# Aufgaben
(A) Erläutern Sie anhand des Lesetextes, wie das Buch „No Innocent Bystanders“ zu dem Befund gelangt, dass es nicht „die“ Rolle für das Publikum gibt.
(B) Geben Sie aus den Datensätzen die Zeilen von der Zeile mit „Where can the zebra hoof“ bis zum Ende der Datensätze unverändert wieder, wobei beide Enden eingeschlossen sind.

# Lesetext
· · · · ·
Gegen die Bequemlichkeit

Petra Sterry im Gespräch mit Frazer Ward, Professor, Department of Art, Smith College

Petra Sterry (PS): In Ihrem Buch „No Innocent Bystanders“1 untersuchen Sie die Rolle der Performancekunst und insbesondere die Rolle des Publikums genauer. In Ihrer Untersuchung analysieren Sie die verschiedenen Rollen des Publikums, indem Sie sich die Arbeit einiger ausgewählter Performancekünstler genauer ansehen, und es stellt sich heraus, dass es nicht „die“ Rolle für das Publikum gibt. Welche Erwartungen sollten wir also an ein Publikum haben?
· · · · ·
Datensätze
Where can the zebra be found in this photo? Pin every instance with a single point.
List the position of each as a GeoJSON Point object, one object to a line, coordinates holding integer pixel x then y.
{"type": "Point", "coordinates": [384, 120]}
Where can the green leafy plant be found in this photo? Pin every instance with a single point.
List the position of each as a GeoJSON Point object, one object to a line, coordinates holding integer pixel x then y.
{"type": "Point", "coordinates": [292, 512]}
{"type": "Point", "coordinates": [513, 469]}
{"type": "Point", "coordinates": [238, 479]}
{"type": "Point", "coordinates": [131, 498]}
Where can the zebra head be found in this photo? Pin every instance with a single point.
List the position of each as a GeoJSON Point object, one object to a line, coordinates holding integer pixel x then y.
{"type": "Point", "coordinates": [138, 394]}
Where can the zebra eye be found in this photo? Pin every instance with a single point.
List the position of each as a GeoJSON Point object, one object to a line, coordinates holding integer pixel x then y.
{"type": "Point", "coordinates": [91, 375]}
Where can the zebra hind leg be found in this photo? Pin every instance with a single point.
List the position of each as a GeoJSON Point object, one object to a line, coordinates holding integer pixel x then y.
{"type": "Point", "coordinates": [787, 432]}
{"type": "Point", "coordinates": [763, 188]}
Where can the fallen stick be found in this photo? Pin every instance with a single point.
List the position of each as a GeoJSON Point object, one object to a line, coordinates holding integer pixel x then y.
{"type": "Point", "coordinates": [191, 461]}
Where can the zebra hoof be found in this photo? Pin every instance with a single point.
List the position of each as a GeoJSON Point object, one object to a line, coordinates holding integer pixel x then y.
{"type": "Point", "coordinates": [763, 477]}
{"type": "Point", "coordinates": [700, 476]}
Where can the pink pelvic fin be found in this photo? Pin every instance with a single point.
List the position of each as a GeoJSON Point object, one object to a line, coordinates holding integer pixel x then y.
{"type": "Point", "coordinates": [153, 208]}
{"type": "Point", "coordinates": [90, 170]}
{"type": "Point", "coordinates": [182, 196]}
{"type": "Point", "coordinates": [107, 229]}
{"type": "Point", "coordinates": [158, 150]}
· · · · ·
# Lösungen
(A) Das Buch analysiert die verschiedenen Rollen des Publikums, indem es die Arbeit einiger ausgewählter Performancekünstler genauer betrachtet. Dabei stellt sich heraus, dass es nicht „die“ eine Rolle für das Publikum gibt.

(B)
Where can the zebra hoof be found in this photo? Pin every instance with a single point.
List the position of each as a GeoJSON Point object, one object to a line, coordinates holding integer pixel x then y.
{"type": "Point", "coordinates": [763, 477]}
{"type": "Point", "coordinates": [700, 476]}
Where can the pink pelvic fin be found in this photo? Pin every instance with a single point.
List the position of each as a GeoJSON Point object, one object to a line, coordinates holding integer pixel x then y.
{"type": "Point", "coordinates": [153, 208]}
{"type": "Point", "coordinates": [90, 170]}
{"type": "Point", "coordinates": [182, 196]}
{"type": "Point", "coordinates": [107, 229]}
{"type": "Point", "coordinates": [158, 150]}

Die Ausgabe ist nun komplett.